Reproduce, word for word, the lines from the one with "example: [169, 539]" up to and including the one with "Query: white baseboard".

━━━ Working data

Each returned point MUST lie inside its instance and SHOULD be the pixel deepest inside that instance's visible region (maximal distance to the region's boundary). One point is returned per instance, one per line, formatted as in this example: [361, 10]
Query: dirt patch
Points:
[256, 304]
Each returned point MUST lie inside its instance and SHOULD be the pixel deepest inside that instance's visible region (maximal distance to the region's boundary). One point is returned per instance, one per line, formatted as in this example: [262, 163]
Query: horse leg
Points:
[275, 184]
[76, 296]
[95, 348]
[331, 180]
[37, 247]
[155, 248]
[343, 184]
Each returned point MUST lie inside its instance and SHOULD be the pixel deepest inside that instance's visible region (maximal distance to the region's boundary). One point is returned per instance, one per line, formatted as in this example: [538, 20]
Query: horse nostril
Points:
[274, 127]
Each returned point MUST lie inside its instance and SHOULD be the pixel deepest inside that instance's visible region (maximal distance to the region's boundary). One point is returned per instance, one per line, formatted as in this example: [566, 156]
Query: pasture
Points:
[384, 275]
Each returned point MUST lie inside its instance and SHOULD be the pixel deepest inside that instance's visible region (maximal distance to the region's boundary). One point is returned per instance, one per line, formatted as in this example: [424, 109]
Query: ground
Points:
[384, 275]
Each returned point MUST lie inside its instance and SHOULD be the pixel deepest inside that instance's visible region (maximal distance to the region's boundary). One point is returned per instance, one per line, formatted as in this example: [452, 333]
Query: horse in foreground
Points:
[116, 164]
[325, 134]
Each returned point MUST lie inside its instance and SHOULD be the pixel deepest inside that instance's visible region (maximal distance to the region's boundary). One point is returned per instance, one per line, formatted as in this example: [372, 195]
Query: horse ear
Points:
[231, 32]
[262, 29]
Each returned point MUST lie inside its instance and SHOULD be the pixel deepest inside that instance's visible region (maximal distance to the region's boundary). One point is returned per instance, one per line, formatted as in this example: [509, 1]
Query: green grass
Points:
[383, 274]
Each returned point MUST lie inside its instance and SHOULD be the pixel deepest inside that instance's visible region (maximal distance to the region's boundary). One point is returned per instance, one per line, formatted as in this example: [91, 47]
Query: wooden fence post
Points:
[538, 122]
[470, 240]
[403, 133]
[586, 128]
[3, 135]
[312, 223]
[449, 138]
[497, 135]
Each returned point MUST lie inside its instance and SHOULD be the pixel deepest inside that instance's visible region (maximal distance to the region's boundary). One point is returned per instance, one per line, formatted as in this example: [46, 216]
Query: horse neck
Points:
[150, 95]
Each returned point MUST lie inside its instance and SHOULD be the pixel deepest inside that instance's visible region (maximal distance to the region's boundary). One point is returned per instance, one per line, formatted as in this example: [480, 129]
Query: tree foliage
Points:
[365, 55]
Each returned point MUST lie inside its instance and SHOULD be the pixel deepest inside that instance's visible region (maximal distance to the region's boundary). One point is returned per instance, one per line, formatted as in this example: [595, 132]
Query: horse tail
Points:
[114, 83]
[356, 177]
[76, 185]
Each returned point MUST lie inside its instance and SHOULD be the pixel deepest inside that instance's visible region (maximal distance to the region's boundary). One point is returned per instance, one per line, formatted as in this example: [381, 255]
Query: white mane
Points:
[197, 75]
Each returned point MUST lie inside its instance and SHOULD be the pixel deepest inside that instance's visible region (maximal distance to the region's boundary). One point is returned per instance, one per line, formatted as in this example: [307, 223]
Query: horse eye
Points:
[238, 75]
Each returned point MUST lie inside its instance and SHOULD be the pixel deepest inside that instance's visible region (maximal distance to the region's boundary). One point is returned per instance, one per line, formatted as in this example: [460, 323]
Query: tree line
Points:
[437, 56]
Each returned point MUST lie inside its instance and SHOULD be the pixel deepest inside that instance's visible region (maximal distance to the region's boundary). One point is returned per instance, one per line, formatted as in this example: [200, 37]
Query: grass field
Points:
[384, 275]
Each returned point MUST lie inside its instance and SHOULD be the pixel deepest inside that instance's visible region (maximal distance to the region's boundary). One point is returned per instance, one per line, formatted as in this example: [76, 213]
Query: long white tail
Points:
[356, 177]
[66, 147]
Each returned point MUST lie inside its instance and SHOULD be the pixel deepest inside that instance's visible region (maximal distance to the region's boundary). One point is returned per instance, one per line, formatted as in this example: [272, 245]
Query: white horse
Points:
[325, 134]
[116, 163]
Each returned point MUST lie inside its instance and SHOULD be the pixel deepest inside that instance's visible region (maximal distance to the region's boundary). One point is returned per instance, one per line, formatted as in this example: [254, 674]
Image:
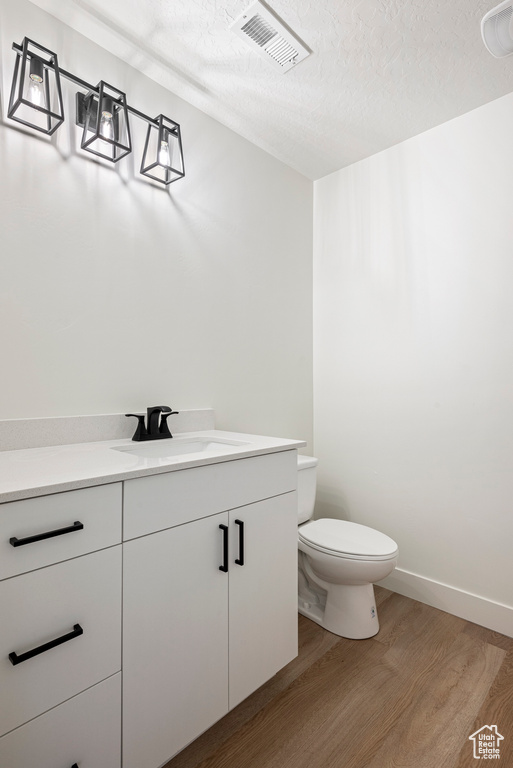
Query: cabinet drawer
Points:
[98, 509]
[163, 501]
[40, 607]
[84, 731]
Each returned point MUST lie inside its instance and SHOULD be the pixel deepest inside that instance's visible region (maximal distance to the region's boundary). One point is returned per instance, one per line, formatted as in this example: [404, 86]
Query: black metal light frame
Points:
[84, 103]
[89, 108]
[165, 128]
[38, 64]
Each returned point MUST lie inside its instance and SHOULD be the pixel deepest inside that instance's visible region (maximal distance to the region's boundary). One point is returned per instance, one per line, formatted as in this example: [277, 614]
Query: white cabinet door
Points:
[175, 646]
[263, 593]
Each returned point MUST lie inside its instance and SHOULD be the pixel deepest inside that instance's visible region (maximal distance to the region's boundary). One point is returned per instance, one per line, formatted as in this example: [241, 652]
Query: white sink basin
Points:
[176, 446]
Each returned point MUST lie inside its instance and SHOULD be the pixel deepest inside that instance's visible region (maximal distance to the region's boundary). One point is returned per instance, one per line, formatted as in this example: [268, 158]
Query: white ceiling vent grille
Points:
[497, 30]
[267, 35]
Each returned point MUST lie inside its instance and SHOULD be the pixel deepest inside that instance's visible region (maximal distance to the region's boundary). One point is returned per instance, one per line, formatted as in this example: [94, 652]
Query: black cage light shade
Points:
[36, 96]
[163, 156]
[104, 115]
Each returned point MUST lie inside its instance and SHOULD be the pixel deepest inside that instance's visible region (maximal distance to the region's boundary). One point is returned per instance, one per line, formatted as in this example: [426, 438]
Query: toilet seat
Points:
[341, 538]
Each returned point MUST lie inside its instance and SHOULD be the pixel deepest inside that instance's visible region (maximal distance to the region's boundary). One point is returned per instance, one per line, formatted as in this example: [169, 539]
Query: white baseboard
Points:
[479, 610]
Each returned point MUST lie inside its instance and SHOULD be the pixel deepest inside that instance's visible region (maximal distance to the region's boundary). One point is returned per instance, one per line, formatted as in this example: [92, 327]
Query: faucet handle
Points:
[164, 428]
[141, 432]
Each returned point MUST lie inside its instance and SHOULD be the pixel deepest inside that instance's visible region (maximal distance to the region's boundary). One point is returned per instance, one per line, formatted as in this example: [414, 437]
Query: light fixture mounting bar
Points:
[93, 89]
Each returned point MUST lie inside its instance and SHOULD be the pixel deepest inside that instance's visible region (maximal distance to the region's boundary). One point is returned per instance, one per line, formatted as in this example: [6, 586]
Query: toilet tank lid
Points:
[347, 538]
[305, 462]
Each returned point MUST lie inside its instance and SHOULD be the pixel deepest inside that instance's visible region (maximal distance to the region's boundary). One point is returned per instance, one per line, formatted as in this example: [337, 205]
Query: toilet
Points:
[338, 564]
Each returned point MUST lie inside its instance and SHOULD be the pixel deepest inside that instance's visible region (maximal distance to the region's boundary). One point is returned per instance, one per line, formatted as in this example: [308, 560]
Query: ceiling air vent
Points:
[497, 30]
[267, 35]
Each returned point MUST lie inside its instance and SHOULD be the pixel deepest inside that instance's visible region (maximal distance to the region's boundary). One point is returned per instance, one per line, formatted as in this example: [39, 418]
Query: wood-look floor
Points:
[408, 698]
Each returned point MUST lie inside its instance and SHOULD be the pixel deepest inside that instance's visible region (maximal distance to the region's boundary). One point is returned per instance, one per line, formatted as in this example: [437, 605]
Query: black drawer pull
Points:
[240, 559]
[15, 659]
[224, 566]
[77, 526]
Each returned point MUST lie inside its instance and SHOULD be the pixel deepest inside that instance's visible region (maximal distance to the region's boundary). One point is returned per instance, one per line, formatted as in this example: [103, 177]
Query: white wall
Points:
[115, 294]
[413, 357]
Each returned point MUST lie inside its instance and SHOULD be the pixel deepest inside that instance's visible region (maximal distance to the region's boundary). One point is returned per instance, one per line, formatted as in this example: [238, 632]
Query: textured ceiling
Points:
[381, 70]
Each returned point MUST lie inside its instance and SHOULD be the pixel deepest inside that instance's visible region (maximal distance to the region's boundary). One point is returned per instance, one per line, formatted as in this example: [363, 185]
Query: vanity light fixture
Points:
[102, 111]
[36, 96]
[163, 156]
[104, 117]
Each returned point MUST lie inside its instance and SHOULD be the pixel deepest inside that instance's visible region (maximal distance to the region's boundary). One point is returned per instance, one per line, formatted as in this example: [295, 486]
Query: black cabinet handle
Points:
[17, 659]
[14, 542]
[240, 559]
[224, 566]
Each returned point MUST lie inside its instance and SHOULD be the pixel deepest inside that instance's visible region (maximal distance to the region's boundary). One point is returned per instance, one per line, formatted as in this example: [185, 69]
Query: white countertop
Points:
[39, 471]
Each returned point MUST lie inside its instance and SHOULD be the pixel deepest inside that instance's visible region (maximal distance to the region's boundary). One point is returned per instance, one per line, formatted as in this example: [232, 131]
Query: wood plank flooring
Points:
[408, 698]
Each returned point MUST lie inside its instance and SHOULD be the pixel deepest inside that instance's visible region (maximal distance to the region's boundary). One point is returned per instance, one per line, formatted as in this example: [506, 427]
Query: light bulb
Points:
[36, 92]
[164, 158]
[107, 125]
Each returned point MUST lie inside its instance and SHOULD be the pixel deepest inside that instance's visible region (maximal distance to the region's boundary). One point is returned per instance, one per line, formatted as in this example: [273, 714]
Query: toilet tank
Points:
[306, 487]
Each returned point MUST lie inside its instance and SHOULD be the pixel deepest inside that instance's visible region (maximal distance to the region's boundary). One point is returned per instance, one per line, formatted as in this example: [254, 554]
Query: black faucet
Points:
[153, 430]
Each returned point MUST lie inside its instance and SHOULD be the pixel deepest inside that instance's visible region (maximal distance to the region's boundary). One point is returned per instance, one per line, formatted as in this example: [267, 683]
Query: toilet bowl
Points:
[339, 561]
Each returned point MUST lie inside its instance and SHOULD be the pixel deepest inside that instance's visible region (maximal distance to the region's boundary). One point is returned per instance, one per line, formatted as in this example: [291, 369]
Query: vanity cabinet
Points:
[198, 638]
[60, 631]
[198, 568]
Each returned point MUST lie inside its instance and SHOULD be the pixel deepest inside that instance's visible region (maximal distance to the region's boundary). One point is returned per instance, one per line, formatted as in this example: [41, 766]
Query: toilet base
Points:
[350, 614]
[347, 610]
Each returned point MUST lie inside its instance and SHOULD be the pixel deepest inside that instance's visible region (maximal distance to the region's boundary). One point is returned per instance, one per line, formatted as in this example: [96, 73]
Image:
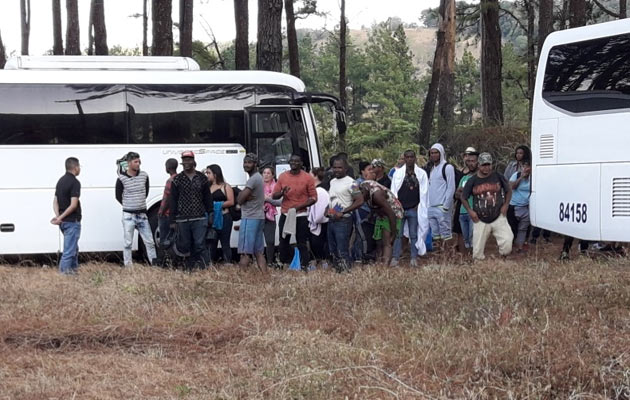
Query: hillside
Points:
[421, 41]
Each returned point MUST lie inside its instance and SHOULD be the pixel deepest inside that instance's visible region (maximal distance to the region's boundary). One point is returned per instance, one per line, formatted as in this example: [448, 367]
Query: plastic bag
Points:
[295, 263]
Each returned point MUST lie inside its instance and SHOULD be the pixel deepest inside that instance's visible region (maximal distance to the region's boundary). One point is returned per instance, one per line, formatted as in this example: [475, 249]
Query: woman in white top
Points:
[317, 220]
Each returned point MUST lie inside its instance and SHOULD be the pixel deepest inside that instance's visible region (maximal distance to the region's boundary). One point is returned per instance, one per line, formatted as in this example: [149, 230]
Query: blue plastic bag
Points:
[295, 263]
[429, 241]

━━━━━━

### Reply to the task
Each returned point MUST lie inside its instance and SHOULD be the pixel deepest inside that instance's visible region (maximal distance to the region's boundary). One point is returned per instance, one per line, formatted as in this example: [169, 539]
Query: white baseboard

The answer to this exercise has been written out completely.